● Task objective: Copy the lines from the one containing "Target: pointed spire" through the last line, swapping "single point" for "one point" and leaving everything else unchanged.

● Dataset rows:
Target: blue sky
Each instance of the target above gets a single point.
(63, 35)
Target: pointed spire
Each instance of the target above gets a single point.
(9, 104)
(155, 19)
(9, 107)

● Reply:
Target: pointed spire
Each instance of the target above gets a one point.
(9, 104)
(155, 19)
(9, 107)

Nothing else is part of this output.